Selected excerpt →
□ □ □ □

Coming to grips with the loss of cognitive functioning and codependency on family members are a couple of the issues returning veterans with traumatic-brain injuries experience. They are issues happening in living rooms and around kitchen tables all over America.
“And the mass of people are unaware of it,” said Adam McCabe, who joined the U.S. Marines after being motivated by the Sept. 11, 2001, attacks.
As a way of informing the general public, McCabe and a group of veterans are acting in “Make Sure It’s Me,” a play written in 2009 by Kate Wenner, who interviewed doctors, veterans, wives and mothers dealing with brain injury.
“This is a great vehicle to get a snapshot, a glimpse, an inside view into what a lot of homes look like, what a lot of people are dealing with,” McCabe said.
Directed by Brad Moore, a Colorado Mountain College theater instructor, the play shows today in Glenwood Springs at the Vaudeville Revue Theater, Friday at Aspen’s Paepcke Auditorium and Saturday in Vail. All shows begin at 7:30 p.m. and are $20 at the door. Proceeds support veterans programs like Huts For Vets, an organization that puts on free wilderness trips for returning service members.
McCabe served on active duty from 2002 to 2006, including two deployments to Iraq, and earned a Purple Heart and two Commendations for Bravery. His transition from combat to civilian life has been replete with post-traumatic-stress-disorder symptoms like anger, substance abuse and depression. But now he is devoted as a veteran advocate, serving as a Huts For Vets board and staff member.
Aspen native Amber Sherman, who served as a combat medical corpsman with the Marines, spent seven months in Iraq, seeing action in the battle of Fallujah and earning a combat Action Service Ribbon. She was honorably discharged after five years of service and will be attending Huts For Vets’ first all-female trip this summer.
Sherman plays Army Staff Sgt. Annie Nichols, with whom she found a lot of common ground, despite the fact that they served in different arms of the military. She said she hopes the play will be informative to those living in the Roaring Fork Valley, a place that is particularly isolated.
“A lot of people here are really secluded and don’t really know and experience a lot of our veterans,” Sherman said. “And that’s really just the nature of where we live. So I think it’s good to portray that and give a little eye opener of what’s going on, what went on and now why we’re dealing with some of the issues we are that are creating all these problems.”

□ □ □ □

Exercise data →
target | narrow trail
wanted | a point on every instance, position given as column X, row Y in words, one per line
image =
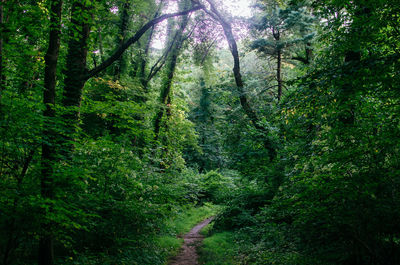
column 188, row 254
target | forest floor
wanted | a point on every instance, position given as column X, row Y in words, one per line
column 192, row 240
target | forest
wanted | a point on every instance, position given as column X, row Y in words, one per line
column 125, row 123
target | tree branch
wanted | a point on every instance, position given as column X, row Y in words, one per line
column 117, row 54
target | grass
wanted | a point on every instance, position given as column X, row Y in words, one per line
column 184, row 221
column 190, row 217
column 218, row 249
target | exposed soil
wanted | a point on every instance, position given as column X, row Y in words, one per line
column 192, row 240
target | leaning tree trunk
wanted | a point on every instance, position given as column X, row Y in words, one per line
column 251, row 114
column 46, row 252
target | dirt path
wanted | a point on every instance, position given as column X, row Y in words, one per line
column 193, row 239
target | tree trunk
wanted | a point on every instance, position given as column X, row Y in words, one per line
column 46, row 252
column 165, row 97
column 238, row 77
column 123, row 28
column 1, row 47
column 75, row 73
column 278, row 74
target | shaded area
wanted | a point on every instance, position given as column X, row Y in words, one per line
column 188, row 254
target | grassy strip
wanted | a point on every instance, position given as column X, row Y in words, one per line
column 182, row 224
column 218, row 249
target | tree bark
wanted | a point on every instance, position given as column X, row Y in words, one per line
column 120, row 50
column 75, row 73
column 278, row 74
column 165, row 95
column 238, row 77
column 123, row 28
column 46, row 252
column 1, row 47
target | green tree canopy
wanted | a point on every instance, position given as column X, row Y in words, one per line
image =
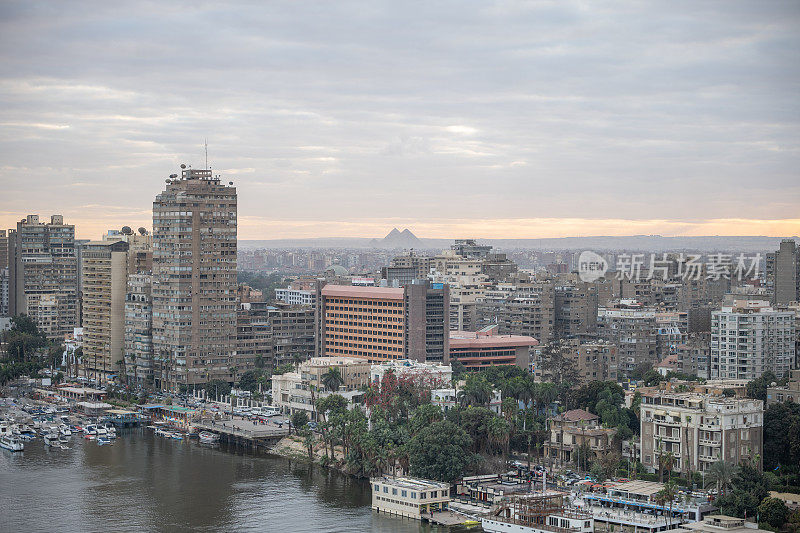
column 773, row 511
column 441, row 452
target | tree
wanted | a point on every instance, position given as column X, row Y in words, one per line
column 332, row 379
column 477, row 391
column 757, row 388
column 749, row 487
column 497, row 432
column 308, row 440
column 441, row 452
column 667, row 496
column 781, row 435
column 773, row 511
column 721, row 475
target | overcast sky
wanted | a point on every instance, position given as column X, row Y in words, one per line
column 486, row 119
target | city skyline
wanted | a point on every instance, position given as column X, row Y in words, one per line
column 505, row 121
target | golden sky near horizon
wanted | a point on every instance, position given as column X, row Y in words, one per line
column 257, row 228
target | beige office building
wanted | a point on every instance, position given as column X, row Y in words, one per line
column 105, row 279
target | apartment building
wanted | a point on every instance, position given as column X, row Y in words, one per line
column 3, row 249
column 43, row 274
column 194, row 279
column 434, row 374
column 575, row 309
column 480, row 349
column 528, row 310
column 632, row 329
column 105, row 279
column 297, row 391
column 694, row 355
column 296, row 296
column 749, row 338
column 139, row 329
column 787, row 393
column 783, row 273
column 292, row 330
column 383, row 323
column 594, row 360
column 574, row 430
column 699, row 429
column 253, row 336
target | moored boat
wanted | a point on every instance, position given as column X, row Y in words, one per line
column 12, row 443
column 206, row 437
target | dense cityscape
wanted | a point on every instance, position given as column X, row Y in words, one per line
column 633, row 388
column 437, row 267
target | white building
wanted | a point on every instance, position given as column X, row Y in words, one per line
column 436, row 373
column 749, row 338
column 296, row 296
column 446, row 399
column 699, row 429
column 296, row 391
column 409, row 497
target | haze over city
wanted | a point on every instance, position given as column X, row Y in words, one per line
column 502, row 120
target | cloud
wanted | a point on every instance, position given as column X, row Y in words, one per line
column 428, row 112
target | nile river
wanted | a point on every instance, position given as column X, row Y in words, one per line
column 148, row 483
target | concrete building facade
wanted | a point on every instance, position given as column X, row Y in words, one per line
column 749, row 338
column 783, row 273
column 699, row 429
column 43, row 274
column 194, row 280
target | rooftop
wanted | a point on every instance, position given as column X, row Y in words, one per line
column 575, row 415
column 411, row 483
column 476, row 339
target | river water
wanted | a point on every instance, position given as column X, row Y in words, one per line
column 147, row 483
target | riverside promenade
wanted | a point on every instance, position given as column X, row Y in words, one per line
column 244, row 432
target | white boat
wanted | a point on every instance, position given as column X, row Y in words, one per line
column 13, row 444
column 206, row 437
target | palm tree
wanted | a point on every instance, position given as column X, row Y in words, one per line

□ □ □ □

Problems to work on →
a. In the article on the veterans' play, what time do all the shows begin?
b. Return a passage from the article on the veterans' play word for word, beginning at the words "McCabe served on" and stopping after the words "and staff member.".

Solutions below →
a. All shows begin at 7:30 p.m.

b.
McCabe served on active duty from 2002 to 2006, including two deployments to Iraq, and earned a Purple Heart and two Commendations for Bravery. His transition from combat to civilian life has been replete with post-traumatic-stress-disorder symptoms like anger, substance abuse and depression. But now he is devoted as a veteran advocate, serving as a Huts For Vets board and staff member.